● Short task
Update the items below by changing every "keypoint" to "marker" and keeping all other text the same. Leave the pictures out of your answer.

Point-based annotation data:
--- Begin ---

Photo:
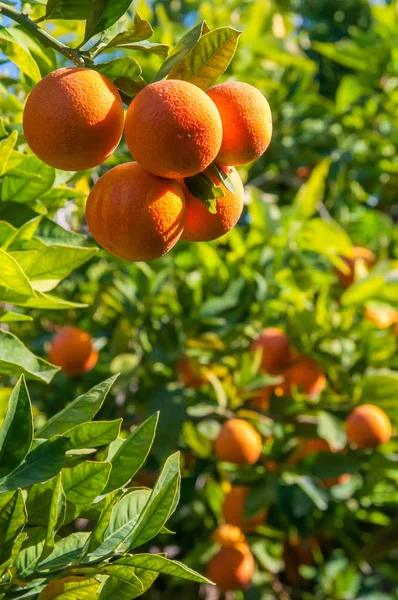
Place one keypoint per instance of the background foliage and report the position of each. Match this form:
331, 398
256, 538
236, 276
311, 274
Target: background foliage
328, 181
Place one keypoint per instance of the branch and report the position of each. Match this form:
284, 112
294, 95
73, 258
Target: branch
41, 35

--- End ---

● Output for this task
Photo:
Place one marker per instance of the background foliage and report the position of each. Match this form:
331, 398
256, 538
236, 276
311, 274
Target: background foliage
328, 181
Place one marker per instance of the branch and report the position of each. Match this form:
284, 112
294, 95
73, 258
Target: branch
41, 35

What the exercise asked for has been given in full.